## EXCERPT TO READ
= = = =

Resistance patterns of the 12 multidrug resistant strains are shown in Table 1. Thirteen strains which served as the control group were susceptible to all of these antimicrobials.
The results of MIC and MBC testing of the 12 resistant and 13 susceptible strains are presented in Table 2. The MBC values were generally equal or one to three times greater than those of MIC.
The ratios of synergy were observed in ceftazidime plus tobramycin and piperacillin/tazobactam plus tobramycin combinations as 67% and 50%, respectively, in resistant strains, and synergy was not detected in other combinations. The ratios of synergy were observed in ceftazidime-tobramycin, piperacillin/tazobactam-tobramycin, imipenem-tobramycin, imipenem-ciprofloxacin and imipenem-isepamycin combinations as 31%, 46%, 15%, 8% and 8%, respectively, in susceptible strains and synergy was not detected in ciprofloxacin-tobramycin combination. Antagonism was not observed in any of the combinations. The results of the checkerboard synergy analysis are shown in Table 3.
Antibiotic concentrations at which synergistic interactions were observed in multidrug resistant strains are shown in Table 4. Concentrations of ceftazdime and piperacillin/tazobactam which provided synergy in resisant strains were within clinically achievable limits (under 160 µg/mL for ceftazdime and under 264.4-368 µg/mL for piperacillin/tazobactam). However, only a few concentrations of tobramycin were in the range of clinically achievable limits (under 16-24 µg/mL).
Multidrug resistance in P. aeruginosa is a serious growing problem all over the world. Combination therapy is recommended for the treatment of P. aeruginosa infections in order to ensure synergistic action and decrease the risk of development of resistance. In vitro synergy tests, including checkerboard and time-kill methods, are used to determine the activity of antimicrobial combinations. In spite of some limitations, the checkerboard technique is simple to perform and remains to be a widely used technique to assess antimicrobial combinations.8 Comparison of results from different studies is difficult due to variations in microbiology test materials, methods and synergy definitions.9
Beta-lactam and aminoglycoside combinations are the combinations most frequent used for the treatment of P. aeruginosa infections.2,10 Synergistic interactions of these combinations have been reported in many studies.11-26 In the present study, we detected synergy only in ceftazidime-tobramycin (67%) and piperacillin/tazobactam-tobramycin (50%) combinations in resistant strains, and in ceftazidime-tobramycin (31%), piperacillin/tazobactam-tobramycin (46%), imipenem-tobramycin (15%) and imipenem-isepamycin (8%) combinations in susceptible strains. No statistically significant differences in synergy rates were found between resistant and susceptible strains. However, Chan reported more synergy in susceptible strains than in resistant strains.13 On the other hand, several investigators demonstrated that synergy rates are not affected by individual resistance rates of the drugs in combination, similar to our study.14,15,17,18
Weiss and Lapointe11 detected less synergy in imipenem-tobramycin combination than the other beta-lactam combinations. In our study, synergy was not detected in imipenem-tobramycin and imipenem-isepamycin combinations in resistant strains and low synergy rates (15% and 8%, respectively) were observed in susceptible strains. All of the resistant strains except two (D2 and D6) were resistant to tobramycin. In D2, synergy was not detected in any combinations and, in D6, synergy was detected only in piperacillin/tazobactam-tobramycin combination. Only two resistant strains (D7 and D8) were resistant to isepamycin. Synergy with imipenem-isepamycin combination was observed only in one susceptible strain. It is reported that synergy rates are high with cephalosporin-isepamycin combinations, whereas imipenem-isepamycin combination is less effective.24 We considered that imipenem resistance might have affected the occurences of synergy. However, low resistance rates of isepamycin did not induce synergy.

= = = =

## WHAT THE EXERCISE ASKS
In the excerpt on antibiotic synergy testing, copy everything from "The ratios of synergy were observed in ceftazidime plus" down to "in Table 3.", renaming "synergy" to "synergism" throughout.

[Collected data entries]
= = = =

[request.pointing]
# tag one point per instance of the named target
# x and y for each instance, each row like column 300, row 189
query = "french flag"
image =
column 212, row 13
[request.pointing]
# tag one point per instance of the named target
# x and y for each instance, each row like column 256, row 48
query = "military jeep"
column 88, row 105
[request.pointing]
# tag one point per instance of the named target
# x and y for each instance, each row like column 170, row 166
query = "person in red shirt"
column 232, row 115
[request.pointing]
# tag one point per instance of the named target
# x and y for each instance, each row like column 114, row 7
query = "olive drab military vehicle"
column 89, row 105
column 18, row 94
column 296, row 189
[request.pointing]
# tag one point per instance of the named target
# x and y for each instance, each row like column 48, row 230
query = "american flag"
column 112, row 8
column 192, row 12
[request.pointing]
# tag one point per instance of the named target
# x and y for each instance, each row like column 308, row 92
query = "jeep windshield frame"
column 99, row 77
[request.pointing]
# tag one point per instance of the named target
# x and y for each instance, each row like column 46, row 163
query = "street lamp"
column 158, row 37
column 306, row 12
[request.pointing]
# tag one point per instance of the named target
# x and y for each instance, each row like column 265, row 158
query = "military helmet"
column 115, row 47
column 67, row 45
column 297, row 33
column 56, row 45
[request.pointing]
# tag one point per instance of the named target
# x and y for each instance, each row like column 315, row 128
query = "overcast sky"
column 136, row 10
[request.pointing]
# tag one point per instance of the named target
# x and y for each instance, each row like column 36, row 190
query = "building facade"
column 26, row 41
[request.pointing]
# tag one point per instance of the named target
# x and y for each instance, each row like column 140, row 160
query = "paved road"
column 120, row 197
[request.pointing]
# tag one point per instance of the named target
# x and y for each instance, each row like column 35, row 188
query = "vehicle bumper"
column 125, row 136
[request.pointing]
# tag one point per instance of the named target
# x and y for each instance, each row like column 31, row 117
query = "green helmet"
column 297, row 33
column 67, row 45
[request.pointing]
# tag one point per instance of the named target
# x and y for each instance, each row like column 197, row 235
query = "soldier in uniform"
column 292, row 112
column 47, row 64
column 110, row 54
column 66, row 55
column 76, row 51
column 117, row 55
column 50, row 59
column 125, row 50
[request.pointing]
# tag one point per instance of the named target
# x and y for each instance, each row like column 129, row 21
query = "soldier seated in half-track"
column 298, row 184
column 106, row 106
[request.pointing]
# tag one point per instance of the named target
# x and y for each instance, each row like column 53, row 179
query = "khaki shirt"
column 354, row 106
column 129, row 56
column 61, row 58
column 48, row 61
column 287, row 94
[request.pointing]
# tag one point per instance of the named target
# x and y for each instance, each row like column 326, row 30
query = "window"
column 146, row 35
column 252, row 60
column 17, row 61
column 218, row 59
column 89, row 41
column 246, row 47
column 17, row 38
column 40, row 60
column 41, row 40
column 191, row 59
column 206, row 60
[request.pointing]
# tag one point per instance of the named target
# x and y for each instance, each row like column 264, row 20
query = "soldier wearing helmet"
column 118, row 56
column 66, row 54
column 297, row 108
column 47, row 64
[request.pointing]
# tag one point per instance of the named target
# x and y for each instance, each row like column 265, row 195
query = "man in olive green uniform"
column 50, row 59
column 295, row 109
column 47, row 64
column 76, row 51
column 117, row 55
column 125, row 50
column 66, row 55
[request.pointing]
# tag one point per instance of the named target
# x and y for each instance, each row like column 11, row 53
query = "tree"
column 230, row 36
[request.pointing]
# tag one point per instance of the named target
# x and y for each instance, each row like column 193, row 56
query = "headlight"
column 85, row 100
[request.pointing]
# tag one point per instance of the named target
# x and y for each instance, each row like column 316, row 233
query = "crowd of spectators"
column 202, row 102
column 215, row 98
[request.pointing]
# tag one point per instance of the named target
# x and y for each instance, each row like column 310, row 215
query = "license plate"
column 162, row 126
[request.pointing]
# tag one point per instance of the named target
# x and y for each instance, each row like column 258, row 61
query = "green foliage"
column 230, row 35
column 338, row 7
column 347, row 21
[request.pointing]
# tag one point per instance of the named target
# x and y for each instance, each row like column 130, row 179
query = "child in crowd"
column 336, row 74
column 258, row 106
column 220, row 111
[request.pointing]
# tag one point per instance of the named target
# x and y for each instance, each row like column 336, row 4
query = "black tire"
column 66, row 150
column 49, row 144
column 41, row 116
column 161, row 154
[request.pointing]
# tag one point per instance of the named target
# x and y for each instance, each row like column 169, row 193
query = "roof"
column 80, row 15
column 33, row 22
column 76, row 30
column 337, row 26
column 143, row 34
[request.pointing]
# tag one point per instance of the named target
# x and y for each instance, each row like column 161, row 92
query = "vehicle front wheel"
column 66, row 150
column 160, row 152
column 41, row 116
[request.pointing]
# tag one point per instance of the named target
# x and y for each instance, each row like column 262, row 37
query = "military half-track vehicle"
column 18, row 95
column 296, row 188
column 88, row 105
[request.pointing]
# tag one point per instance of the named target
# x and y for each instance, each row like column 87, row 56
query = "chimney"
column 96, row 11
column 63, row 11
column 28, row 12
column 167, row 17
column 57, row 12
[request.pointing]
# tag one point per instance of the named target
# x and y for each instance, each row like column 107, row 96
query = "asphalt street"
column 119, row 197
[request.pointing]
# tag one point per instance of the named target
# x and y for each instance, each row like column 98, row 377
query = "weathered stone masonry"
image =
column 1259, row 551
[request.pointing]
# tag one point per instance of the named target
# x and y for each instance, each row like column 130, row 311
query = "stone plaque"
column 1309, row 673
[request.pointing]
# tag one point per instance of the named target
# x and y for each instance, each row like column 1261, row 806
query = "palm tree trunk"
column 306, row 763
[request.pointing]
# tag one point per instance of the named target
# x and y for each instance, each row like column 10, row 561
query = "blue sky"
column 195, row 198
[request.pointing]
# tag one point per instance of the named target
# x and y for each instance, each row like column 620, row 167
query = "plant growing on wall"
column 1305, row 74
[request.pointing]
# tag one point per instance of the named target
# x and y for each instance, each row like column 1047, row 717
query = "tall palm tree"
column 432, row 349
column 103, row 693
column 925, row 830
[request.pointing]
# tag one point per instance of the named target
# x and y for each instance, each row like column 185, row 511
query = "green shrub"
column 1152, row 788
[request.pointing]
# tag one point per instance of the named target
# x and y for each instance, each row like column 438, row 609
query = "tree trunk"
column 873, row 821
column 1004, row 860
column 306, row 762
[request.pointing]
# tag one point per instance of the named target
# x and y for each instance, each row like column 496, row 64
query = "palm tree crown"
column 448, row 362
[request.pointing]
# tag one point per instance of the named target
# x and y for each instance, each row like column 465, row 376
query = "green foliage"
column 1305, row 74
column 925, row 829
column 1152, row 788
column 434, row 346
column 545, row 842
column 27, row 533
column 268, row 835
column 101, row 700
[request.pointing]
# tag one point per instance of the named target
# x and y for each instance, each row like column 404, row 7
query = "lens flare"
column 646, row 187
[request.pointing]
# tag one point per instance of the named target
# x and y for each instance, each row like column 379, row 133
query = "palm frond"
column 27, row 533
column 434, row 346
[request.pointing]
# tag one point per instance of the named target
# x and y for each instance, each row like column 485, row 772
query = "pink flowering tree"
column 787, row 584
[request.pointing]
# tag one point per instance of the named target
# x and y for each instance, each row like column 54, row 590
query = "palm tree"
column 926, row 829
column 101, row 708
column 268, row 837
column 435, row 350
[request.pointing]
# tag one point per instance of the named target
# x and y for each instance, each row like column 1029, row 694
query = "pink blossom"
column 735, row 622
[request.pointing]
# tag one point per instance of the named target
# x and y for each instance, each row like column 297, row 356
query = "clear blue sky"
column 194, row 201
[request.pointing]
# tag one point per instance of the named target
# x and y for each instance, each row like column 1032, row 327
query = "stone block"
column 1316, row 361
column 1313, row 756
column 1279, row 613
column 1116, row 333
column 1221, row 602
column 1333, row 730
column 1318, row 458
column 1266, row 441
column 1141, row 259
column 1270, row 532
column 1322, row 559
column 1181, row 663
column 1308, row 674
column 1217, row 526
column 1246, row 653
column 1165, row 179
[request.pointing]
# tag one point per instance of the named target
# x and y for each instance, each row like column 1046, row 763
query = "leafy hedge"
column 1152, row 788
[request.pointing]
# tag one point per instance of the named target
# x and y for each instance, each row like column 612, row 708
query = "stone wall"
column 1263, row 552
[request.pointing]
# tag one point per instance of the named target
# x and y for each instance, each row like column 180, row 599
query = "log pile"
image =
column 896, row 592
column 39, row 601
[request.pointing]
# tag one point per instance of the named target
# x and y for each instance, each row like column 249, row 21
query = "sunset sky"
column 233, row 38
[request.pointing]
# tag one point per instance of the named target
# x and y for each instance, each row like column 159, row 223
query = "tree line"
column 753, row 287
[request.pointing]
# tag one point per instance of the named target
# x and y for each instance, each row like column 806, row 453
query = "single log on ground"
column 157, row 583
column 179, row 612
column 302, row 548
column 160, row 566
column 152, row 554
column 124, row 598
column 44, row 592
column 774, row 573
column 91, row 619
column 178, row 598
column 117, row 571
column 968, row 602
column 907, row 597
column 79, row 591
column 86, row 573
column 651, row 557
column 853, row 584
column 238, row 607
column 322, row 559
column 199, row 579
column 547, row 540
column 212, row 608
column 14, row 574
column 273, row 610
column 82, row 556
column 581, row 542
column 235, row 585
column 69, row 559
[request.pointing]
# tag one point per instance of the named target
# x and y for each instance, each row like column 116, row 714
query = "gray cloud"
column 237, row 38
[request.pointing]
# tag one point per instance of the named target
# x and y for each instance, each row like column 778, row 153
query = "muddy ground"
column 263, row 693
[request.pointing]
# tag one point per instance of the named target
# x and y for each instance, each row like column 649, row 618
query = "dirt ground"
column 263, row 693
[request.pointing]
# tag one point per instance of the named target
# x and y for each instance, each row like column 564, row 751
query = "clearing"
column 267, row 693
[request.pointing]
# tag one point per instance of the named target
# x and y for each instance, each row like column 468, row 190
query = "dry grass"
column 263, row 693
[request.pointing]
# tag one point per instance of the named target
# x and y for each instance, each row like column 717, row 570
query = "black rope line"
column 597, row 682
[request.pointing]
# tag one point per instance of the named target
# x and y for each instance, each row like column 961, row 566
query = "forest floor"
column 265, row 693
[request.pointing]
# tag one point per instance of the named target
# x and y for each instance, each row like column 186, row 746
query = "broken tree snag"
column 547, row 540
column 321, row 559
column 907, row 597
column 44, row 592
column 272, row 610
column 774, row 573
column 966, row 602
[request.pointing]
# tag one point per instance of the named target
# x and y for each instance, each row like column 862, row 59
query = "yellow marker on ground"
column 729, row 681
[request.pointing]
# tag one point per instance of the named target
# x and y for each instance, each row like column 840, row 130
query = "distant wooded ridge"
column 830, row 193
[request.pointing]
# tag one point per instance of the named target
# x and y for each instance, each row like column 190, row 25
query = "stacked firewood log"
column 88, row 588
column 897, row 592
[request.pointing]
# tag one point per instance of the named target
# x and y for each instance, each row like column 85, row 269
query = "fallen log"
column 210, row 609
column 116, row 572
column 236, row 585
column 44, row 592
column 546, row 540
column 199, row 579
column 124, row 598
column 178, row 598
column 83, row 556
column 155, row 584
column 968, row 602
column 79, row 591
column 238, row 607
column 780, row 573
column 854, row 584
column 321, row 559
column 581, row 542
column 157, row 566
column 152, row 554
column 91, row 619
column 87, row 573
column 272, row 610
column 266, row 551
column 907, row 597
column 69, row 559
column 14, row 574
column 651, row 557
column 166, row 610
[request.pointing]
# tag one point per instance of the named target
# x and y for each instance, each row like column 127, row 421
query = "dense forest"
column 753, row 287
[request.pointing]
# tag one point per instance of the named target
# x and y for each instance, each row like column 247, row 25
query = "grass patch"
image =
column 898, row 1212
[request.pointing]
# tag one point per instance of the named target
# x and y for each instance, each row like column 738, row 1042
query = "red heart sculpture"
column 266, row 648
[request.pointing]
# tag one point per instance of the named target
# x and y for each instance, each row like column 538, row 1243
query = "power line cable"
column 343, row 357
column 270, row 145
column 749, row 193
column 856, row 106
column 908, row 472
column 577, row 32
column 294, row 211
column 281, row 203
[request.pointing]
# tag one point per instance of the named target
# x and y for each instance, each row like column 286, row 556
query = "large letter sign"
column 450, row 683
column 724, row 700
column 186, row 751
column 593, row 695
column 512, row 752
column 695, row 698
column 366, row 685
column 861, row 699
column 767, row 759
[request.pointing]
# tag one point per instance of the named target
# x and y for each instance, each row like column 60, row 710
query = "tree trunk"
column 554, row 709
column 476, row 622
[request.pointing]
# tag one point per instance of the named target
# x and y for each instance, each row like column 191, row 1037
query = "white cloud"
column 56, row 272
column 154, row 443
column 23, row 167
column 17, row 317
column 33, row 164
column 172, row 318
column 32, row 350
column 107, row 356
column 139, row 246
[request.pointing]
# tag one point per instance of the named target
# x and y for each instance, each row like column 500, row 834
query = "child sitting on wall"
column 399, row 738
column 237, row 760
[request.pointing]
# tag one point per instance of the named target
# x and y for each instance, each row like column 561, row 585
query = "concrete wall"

= = = =

## EXERCISE ANSWER
The ratios of synergism were observed in ceftazidime plus tobramycin and piperacillin/tazobactam plus tobramycin combinations as 67% and 50%, respectively, in resistant strains, and synergism was not detected in other combinations. The ratios of synergism were observed in ceftazidime-tobramycin, piperacillin/tazobactam-tobramycin, imipenem-tobramycin, imipenem-ciprofloxacin and imipenem-isepamycin combinations as 31%, 46%, 15%, 8% and 8%, respectively, in susceptible strains and synergism was not detected in ciprofloxacin-tobramycin combination. Antagonism was not observed in any of the combinations. The results of the checkerboard synergism analysis are shown in Table 3.